> [Task statement]: In the blog post about the supercommittee below, copy word for word the part starting with "Alexander Bolton reports" and going on through "and Medicaid exempt).".

> [Passage provided]:
The Hill reports on "supercommittee"

by Linda Beale

The Hill reports on “supercommittee

Alexander Bolton reports that “With Supercommittee Deadlocked, leaders Reid and Boehner meet“, The Hill (Nov. 15, 2011).  Reid (Dem) and Boehner (GOP) met Tuesday, but aides told The Hill that “They’re not about to dive in” to the negotiations.  But as the committee seems to be at an impasse close to the 11/23 deadline, the leaders must be discussing what is likely to be the next step.  The arrangements for the group (in case no bipartisan deal could be reached) called for across-the-board cuts that impose reasonable cuts on Defense but limited cuts for social safety net/earned benefit programs (medicare limited to 2% cuts to insurance companies and health care providers/Social Security and Medicaid exempt).

The GOP members, of course, are casting it as a Dem problem. For example, Hensarling (a very far right member of the group, from Texas) blamed the Dems for not accepting the Toomey proposal for a piddling $300 billion in new tax revenue.  With Supercommittee Deadlocked, leaders Reid and Boehner meet.

The across-the-board cuts would cut Defense by $500 billion.  Various GOP members of Congress have said they want to change the deal to avoid the cuts to the military.  Tea Party favorite and radical right-winger Jim DeMint has essentially admitted that he never intended to stick with the sequester deal, saying that the GOP has “until next election to fix this thing.”  GOP stalwarts want the US to maintain its exorbitant spending as “the world’s only military superpower” even while being willing to cut health care and pensions to the vulnerable and even while the country’s infrastructure–essential for business–crumbles in ruins.  McCain and Graham urged the Senate to reject the sequester of military funds, fearful it would “set off a swift decline of the United States as the world’s leading military power.” Dems gain upper hand in deficit talks, The Hill (Nov. 16, 2011).  This attitude seems to believe that defense spending, no matter what the cost to the country, is okay, while spending on poor people is a waste and raising taxes on the rich is an impossibility.  Apparently GOP McKeon considered that possibility, but then later backtracked.  Certainly, Grover Norquist has been making sure the pressure is on from the corporate masters of our pseudo-democracy–the Hill notes Norquist’s statement Monday that both Senate and House GOP leaders had “assured him they would not raise taxes to reduce the deficit.”  Id.

> [Data provided]:
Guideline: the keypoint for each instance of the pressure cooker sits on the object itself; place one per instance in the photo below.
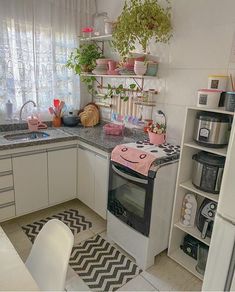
(212, 129)
(208, 171)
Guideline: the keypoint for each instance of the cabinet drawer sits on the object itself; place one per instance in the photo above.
(6, 181)
(7, 197)
(5, 165)
(7, 212)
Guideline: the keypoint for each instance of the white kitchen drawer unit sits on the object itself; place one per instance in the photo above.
(6, 181)
(7, 212)
(5, 164)
(7, 197)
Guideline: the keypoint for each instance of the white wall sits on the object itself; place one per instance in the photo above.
(202, 42)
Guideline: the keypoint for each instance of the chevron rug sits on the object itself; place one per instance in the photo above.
(71, 218)
(101, 266)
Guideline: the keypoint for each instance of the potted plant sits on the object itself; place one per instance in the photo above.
(139, 22)
(157, 133)
(83, 59)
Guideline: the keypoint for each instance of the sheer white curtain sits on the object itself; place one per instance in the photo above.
(36, 38)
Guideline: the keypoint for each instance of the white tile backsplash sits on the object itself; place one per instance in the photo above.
(201, 46)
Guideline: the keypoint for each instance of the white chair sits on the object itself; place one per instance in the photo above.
(49, 257)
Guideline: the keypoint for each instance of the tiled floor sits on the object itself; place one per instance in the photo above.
(165, 275)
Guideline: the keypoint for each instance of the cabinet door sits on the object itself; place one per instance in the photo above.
(30, 182)
(86, 161)
(62, 175)
(101, 184)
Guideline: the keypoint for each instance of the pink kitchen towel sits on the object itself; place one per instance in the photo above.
(134, 159)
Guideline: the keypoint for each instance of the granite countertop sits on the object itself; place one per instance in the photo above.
(55, 135)
(93, 136)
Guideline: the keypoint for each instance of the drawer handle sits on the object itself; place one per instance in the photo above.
(6, 190)
(4, 173)
(7, 205)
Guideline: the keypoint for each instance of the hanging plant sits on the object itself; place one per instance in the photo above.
(139, 22)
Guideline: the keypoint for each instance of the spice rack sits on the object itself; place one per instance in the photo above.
(184, 185)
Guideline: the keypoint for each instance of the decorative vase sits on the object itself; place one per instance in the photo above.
(156, 139)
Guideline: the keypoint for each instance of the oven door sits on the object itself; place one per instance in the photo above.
(130, 197)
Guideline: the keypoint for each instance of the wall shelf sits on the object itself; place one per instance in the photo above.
(193, 231)
(190, 187)
(186, 261)
(184, 185)
(217, 110)
(218, 151)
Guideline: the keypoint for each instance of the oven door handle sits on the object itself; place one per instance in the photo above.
(129, 177)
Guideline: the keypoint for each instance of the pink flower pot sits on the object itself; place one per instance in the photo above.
(156, 139)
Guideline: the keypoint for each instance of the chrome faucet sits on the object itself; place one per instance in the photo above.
(21, 109)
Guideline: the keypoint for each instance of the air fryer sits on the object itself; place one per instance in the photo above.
(205, 217)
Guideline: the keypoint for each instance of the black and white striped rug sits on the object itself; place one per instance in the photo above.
(71, 218)
(102, 266)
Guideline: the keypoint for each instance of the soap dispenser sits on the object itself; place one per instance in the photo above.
(9, 110)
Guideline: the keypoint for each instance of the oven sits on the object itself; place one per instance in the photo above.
(130, 197)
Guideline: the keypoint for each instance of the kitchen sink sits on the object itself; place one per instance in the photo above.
(26, 136)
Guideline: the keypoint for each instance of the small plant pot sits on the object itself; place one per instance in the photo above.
(156, 139)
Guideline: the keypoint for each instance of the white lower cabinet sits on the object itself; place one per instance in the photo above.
(101, 168)
(62, 174)
(93, 169)
(30, 182)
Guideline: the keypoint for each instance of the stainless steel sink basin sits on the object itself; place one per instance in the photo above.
(26, 136)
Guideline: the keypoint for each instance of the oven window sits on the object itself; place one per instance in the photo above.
(130, 195)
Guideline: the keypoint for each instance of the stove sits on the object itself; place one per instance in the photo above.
(164, 153)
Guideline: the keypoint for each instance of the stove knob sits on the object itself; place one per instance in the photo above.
(211, 214)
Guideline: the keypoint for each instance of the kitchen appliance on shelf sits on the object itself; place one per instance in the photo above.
(205, 217)
(212, 129)
(140, 205)
(219, 274)
(190, 246)
(207, 171)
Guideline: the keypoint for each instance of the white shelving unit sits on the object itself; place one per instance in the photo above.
(184, 185)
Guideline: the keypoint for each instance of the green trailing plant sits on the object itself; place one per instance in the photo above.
(139, 22)
(120, 91)
(83, 60)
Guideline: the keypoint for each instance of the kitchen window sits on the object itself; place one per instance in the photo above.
(36, 38)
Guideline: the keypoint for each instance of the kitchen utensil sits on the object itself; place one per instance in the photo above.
(205, 217)
(188, 210)
(34, 123)
(70, 120)
(202, 258)
(113, 129)
(207, 171)
(218, 82)
(212, 129)
(208, 98)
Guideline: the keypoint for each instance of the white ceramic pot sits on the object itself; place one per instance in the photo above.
(208, 98)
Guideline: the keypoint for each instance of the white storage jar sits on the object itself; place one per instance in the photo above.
(208, 98)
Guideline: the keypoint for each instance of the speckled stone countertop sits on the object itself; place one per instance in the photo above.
(55, 135)
(93, 136)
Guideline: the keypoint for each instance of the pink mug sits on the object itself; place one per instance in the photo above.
(112, 65)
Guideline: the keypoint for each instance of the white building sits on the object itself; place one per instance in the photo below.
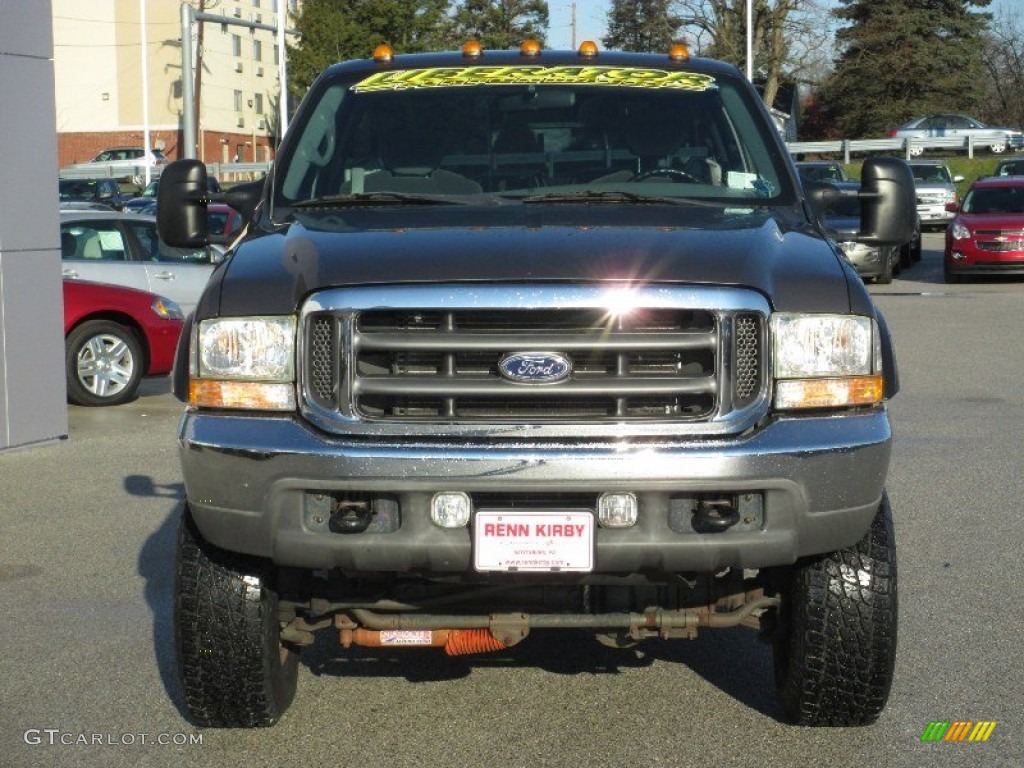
(97, 56)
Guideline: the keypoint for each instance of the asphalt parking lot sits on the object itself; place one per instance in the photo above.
(88, 676)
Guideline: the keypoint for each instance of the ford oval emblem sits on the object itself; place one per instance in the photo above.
(536, 368)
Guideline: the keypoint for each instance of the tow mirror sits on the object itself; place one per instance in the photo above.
(181, 202)
(888, 202)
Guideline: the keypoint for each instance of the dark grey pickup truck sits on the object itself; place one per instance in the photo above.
(528, 339)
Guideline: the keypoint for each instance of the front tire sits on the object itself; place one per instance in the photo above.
(835, 648)
(103, 363)
(235, 671)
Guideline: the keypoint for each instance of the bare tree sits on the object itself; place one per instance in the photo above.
(792, 38)
(1004, 89)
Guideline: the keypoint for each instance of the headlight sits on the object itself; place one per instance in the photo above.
(246, 363)
(167, 308)
(826, 360)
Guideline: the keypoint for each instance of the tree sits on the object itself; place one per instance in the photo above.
(502, 24)
(901, 58)
(788, 43)
(332, 31)
(641, 26)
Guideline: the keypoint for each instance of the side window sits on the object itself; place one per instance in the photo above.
(153, 249)
(97, 241)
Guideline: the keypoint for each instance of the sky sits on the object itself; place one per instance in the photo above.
(591, 20)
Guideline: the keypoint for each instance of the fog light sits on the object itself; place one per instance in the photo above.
(451, 509)
(616, 510)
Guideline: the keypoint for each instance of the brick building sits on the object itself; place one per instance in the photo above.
(97, 58)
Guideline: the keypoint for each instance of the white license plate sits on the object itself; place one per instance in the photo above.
(514, 541)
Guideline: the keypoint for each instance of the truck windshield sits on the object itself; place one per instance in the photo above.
(444, 133)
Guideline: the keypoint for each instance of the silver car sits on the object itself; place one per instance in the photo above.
(997, 139)
(935, 186)
(125, 250)
(126, 163)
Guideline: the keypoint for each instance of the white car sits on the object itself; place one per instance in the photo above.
(123, 162)
(996, 138)
(124, 249)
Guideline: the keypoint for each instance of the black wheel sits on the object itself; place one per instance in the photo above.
(835, 647)
(104, 364)
(948, 275)
(235, 671)
(675, 174)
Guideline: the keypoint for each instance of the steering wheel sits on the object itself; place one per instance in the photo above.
(676, 174)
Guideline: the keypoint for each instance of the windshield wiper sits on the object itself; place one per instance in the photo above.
(592, 196)
(381, 198)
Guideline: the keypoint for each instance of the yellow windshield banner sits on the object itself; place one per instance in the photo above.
(443, 77)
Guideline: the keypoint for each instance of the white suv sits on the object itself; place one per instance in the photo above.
(934, 186)
(123, 162)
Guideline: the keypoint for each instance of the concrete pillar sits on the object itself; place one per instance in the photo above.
(33, 404)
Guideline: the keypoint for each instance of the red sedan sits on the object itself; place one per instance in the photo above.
(987, 235)
(114, 336)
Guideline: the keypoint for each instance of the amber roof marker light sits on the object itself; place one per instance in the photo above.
(679, 52)
(529, 47)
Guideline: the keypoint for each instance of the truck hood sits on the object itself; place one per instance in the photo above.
(771, 251)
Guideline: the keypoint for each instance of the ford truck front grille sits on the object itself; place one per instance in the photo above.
(434, 364)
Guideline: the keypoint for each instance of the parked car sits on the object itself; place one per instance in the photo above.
(102, 190)
(126, 163)
(986, 236)
(114, 336)
(545, 343)
(821, 171)
(877, 263)
(1010, 167)
(935, 187)
(124, 249)
(997, 139)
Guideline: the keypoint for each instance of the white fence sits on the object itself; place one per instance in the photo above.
(907, 146)
(229, 172)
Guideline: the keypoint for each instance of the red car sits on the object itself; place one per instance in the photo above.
(114, 336)
(987, 235)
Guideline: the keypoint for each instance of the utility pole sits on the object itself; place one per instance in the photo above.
(198, 94)
(189, 17)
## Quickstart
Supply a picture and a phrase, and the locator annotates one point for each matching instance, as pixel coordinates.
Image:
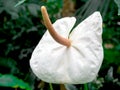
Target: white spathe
(77, 64)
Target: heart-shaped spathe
(77, 64)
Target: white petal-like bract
(77, 64)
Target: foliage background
(22, 27)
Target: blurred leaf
(109, 77)
(10, 64)
(19, 3)
(58, 2)
(12, 81)
(33, 8)
(118, 4)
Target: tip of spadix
(43, 8)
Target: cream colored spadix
(77, 63)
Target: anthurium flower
(64, 57)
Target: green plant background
(21, 29)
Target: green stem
(51, 87)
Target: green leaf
(12, 81)
(58, 2)
(118, 4)
(8, 63)
(33, 8)
(19, 3)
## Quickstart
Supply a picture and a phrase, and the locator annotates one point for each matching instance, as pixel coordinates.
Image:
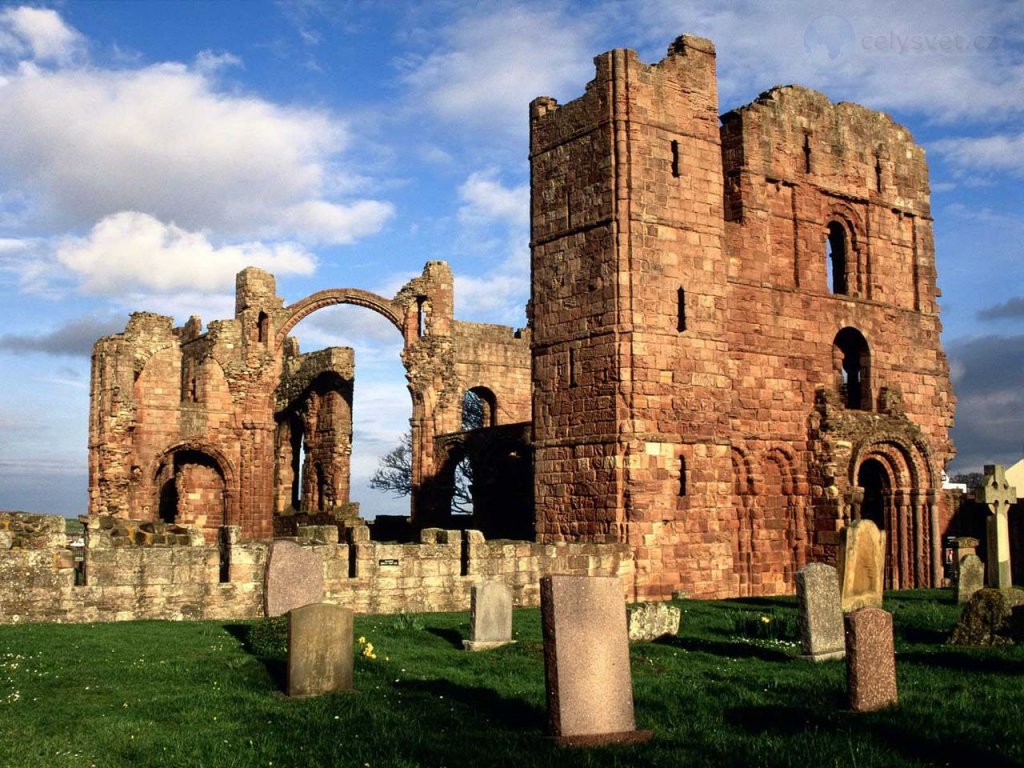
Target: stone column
(933, 527)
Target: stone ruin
(732, 352)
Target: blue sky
(150, 150)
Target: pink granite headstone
(870, 660)
(587, 660)
(294, 578)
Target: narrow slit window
(836, 252)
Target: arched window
(837, 251)
(852, 361)
(479, 409)
(263, 328)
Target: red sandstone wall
(683, 327)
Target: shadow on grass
(932, 752)
(765, 602)
(966, 662)
(502, 713)
(718, 648)
(276, 668)
(453, 637)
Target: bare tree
(394, 471)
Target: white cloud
(947, 60)
(485, 199)
(131, 251)
(487, 68)
(39, 34)
(495, 223)
(320, 221)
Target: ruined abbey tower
(735, 335)
(733, 350)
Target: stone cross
(997, 495)
(489, 616)
(821, 632)
(861, 563)
(320, 649)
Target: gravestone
(650, 621)
(294, 578)
(870, 660)
(587, 662)
(320, 649)
(998, 496)
(861, 565)
(489, 616)
(821, 633)
(970, 578)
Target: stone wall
(735, 337)
(142, 570)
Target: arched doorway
(334, 426)
(852, 363)
(192, 491)
(876, 506)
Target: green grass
(728, 690)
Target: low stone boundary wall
(134, 570)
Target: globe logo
(828, 39)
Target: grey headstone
(970, 577)
(651, 621)
(491, 616)
(320, 649)
(294, 578)
(821, 633)
(587, 660)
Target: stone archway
(895, 483)
(192, 486)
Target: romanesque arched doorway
(877, 506)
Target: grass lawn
(728, 690)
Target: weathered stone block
(320, 649)
(587, 660)
(870, 659)
(650, 621)
(294, 578)
(489, 616)
(821, 632)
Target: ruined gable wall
(150, 570)
(496, 357)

> [Exercise output]:
Alexander Bolton reports that “With Supercommittee Deadlocked, leaders Reid and Boehner meet“, The Hill (Nov. 15, 2011).  Reid (Dem) and Boehner (GOP) met Tuesday, but aides told The Hill that “They’re not about to dive in” to the negotiations.  But as the committee seems to be at an impasse close to the 11/23 deadline, the leaders must be discussing what is likely to be the next step.  The arrangements for the group (in case no bipartisan deal could be reached) called for across-the-board cuts that impose reasonable cuts on Defense but limited cuts for social safety net/earned benefit programs (medicare limited to 2% cuts to insurance companies and health care providers/Social Security and Medicaid exempt).